(Extracted records):
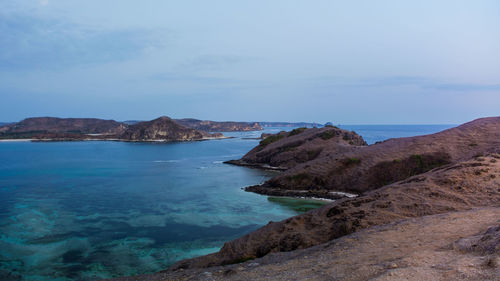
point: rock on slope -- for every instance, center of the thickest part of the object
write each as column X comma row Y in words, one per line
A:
column 426, row 248
column 286, row 150
column 460, row 186
column 214, row 126
column 357, row 169
column 163, row 129
column 44, row 126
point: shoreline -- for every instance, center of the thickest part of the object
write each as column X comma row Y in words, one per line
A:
column 254, row 165
column 117, row 140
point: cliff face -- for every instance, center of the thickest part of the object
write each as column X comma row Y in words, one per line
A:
column 286, row 150
column 213, row 126
column 356, row 169
column 67, row 129
column 163, row 129
column 41, row 127
column 454, row 187
column 288, row 124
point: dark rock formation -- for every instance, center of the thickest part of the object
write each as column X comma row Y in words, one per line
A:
column 69, row 129
column 454, row 187
column 213, row 126
column 356, row 168
column 286, row 150
column 45, row 127
column 288, row 124
column 163, row 129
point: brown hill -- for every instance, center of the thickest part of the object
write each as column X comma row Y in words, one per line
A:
column 449, row 246
column 42, row 126
column 454, row 187
column 356, row 169
column 214, row 126
column 163, row 129
column 286, row 150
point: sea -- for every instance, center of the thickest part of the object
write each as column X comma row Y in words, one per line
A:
column 88, row 210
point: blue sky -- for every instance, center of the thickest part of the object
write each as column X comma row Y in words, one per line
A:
column 348, row 62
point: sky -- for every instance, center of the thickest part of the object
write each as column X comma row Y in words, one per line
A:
column 346, row 62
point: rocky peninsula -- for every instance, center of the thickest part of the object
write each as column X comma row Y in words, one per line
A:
column 71, row 129
column 428, row 208
column 214, row 126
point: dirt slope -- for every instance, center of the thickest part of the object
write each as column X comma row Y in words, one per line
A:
column 356, row 169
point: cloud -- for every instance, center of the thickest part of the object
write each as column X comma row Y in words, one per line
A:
column 34, row 43
column 424, row 83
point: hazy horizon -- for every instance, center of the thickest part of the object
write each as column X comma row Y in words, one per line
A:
column 361, row 62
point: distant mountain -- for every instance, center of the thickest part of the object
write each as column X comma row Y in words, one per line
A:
column 163, row 129
column 66, row 129
column 289, row 124
column 214, row 126
column 50, row 127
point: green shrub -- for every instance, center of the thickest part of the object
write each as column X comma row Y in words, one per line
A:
column 328, row 135
column 350, row 161
column 296, row 131
column 387, row 172
column 271, row 139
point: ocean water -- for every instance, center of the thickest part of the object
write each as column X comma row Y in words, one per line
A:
column 89, row 210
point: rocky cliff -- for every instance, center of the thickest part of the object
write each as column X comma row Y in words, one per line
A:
column 454, row 187
column 163, row 129
column 358, row 168
column 214, row 126
column 286, row 150
column 44, row 127
column 67, row 129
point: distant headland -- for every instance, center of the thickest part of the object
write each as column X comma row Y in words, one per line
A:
column 160, row 129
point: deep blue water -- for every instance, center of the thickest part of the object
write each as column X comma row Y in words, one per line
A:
column 86, row 210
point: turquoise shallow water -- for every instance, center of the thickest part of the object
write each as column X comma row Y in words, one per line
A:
column 87, row 210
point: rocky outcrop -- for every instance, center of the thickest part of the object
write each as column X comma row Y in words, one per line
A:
column 422, row 248
column 41, row 127
column 357, row 169
column 164, row 129
column 70, row 129
column 454, row 187
column 289, row 124
column 214, row 126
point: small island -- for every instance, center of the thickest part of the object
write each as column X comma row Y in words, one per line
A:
column 436, row 196
column 160, row 129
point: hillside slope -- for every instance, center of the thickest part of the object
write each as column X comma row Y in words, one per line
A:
column 357, row 169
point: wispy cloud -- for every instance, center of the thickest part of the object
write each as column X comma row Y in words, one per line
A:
column 425, row 83
column 34, row 43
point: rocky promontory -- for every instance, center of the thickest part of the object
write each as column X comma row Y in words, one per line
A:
column 286, row 150
column 359, row 168
column 216, row 126
column 70, row 129
column 164, row 129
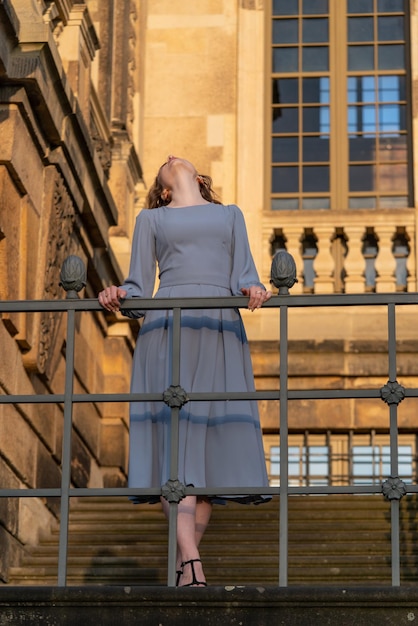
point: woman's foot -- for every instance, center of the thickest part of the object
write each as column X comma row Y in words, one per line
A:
column 193, row 575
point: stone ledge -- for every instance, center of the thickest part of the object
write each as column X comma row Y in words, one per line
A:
column 234, row 606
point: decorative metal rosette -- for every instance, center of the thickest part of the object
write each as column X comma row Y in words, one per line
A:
column 175, row 396
column 173, row 490
column 393, row 488
column 73, row 275
column 392, row 392
column 283, row 271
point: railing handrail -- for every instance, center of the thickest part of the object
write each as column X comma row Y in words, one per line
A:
column 395, row 488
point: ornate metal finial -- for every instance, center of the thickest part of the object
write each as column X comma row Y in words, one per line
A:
column 175, row 396
column 283, row 271
column 173, row 490
column 392, row 392
column 73, row 276
column 393, row 488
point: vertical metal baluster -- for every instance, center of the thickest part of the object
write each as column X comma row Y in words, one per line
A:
column 284, row 449
column 394, row 466
column 66, row 450
column 174, row 451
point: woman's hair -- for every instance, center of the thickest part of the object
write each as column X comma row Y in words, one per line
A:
column 154, row 199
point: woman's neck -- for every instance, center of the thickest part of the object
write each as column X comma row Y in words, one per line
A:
column 186, row 196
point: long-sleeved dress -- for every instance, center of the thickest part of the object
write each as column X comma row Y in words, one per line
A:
column 202, row 251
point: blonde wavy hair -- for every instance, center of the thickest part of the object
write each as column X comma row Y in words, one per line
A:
column 155, row 199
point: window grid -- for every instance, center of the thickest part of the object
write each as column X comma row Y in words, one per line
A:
column 339, row 150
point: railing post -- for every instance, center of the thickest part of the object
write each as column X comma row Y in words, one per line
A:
column 72, row 279
column 283, row 276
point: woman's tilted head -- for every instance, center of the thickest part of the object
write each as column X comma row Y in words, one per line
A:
column 175, row 167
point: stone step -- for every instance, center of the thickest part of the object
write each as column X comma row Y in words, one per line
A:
column 339, row 538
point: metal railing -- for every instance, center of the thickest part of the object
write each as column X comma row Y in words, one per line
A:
column 392, row 393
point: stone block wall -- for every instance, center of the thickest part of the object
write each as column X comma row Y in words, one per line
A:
column 59, row 195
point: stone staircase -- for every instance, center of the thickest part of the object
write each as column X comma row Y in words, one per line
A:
column 333, row 540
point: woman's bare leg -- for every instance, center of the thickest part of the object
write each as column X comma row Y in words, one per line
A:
column 192, row 519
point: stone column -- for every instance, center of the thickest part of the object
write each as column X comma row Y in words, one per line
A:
column 385, row 262
column 294, row 247
column 354, row 262
column 324, row 262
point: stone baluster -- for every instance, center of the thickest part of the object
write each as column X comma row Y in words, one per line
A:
column 294, row 248
column 324, row 262
column 385, row 261
column 411, row 267
column 354, row 262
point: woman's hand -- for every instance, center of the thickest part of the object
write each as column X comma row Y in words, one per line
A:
column 257, row 296
column 110, row 298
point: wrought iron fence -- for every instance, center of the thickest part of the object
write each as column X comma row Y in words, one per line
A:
column 392, row 393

(What this task involves): Out of the data above, give again only the lines starting at the one holding "point: sky -- for" and ending at the one holding "point: rocky cliff", unchanged.

(Task answer):
point: sky -- for every instance, center of the thickest part of the object
write each as column X comma row Y in words, one per line
A:
column 346, row 62
point: rocky peninsula -- for every instance, center of the thickest part of the object
write each as column X comma row Y in words, one per line
A:
column 71, row 129
column 428, row 208
column 214, row 126
point: dirt slope -- for every instance, center of the thickest part of the object
write each as column X comma row Y in words, one per line
A:
column 356, row 169
point: cloud -- for every instance, center of the thickest part of the object
write each as column X comma row Y in words, one per line
A:
column 34, row 43
column 424, row 83
point: hazy horizon -- for every instance, center of the thickest part of the object
write each as column X comma row Y in words, one per line
A:
column 361, row 62
point: distant mountain -- for every instance, center of the thickest part of the object
write each as column X comma row Y in words, one per line
A:
column 163, row 129
column 66, row 129
column 289, row 124
column 214, row 126
column 50, row 127
point: green shrub -- for every instance, center of the thickest part of the object
write each as column X comma row Y in words, one per line
A:
column 328, row 135
column 350, row 161
column 296, row 131
column 387, row 172
column 271, row 139
point: ocean water -- for every instance, center of the thickest part of the object
write each as column X comma row Y in words, one per line
A:
column 89, row 210
point: rocky cliff -- for every instance, center of the thickest part of the object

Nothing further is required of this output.